Directions
Please lay out every line of the entries below as a numbered list, leaving out any blank lines.
---+---
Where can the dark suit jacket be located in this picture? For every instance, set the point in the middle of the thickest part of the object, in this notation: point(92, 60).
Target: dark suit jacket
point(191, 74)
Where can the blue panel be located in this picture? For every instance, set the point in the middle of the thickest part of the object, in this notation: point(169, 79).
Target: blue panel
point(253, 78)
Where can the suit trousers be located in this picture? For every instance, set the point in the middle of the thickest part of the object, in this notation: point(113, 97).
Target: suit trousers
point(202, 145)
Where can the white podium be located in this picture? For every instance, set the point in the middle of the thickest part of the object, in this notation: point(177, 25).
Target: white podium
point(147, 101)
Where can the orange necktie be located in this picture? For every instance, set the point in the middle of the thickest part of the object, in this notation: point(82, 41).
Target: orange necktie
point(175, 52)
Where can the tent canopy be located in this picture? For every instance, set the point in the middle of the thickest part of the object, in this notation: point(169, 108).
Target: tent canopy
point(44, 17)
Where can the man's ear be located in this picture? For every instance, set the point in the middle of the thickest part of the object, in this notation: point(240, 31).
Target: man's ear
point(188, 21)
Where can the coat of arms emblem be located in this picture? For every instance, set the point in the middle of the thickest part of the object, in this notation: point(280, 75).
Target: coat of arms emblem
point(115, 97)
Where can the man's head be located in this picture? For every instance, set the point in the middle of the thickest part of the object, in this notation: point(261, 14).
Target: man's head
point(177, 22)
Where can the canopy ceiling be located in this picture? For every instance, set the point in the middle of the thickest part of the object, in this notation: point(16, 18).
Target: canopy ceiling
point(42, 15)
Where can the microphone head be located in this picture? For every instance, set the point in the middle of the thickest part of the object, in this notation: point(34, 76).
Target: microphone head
---+---
Output for this exercise
1. Where can the dark suit jacket be located in this picture? For every instance, set the point in the middle of the thickest part of the object, in this notation: point(92, 60).
2. Target: dark suit jacket
3. point(191, 74)
4. Where can the blue panel be located in this picture? For every instance, set the point in the middle of the thickest part of the object, in this notation: point(169, 79).
5. Target: blue panel
6. point(253, 78)
7. Where can the suit trousers be located in this picture? For every instance, set the point in the middle of the thickest part of the object, in this notation: point(113, 97).
8. Target: suit trousers
9. point(202, 145)
10. Where can the white podium be located in this picture? For every instance, set the point in the middle of the thickest part of the object, in this notation: point(177, 25).
11. Target: white podium
12. point(147, 101)
13. Where can the orange necktie be located in this picture? For every instance, set the point in the middle of the thickest part of the object, in this notation: point(82, 41).
14. Target: orange necktie
15. point(175, 52)
16. Where can the tent canopy be located in this picture? For every instance, set the point in the middle of the thickest part of the object, in this notation: point(169, 108).
17. Target: tent canopy
18. point(44, 17)
19. Where can the man's ear be located in this picture? For every instance, set the point in the middle of the thickest part of the object, in this notation: point(240, 31).
20. Target: man's ear
21. point(188, 21)
22. Where can the coat of arms emblem be located in this picture? For every instance, set the point in the middle of the thickest part of the object, in this notation: point(280, 75).
23. Target: coat of arms emblem
24. point(115, 97)
25. Where can the man's head be located in this picture? For every instance, set the point in the middle of the thickest part of the object, in this notation: point(261, 14).
26. Target: man's head
27. point(177, 22)
28. Where can the canopy ceiling be located in this picture? For every instance, set the point in the middle of the thickest part of the object, in this notation: point(16, 18).
29. Target: canopy ceiling
30. point(42, 15)
31. Where can the microphone head be located in this picture? For every instance, set the point in the middle of the thickest part of the object, in this notation: point(34, 76).
32. Target: microphone head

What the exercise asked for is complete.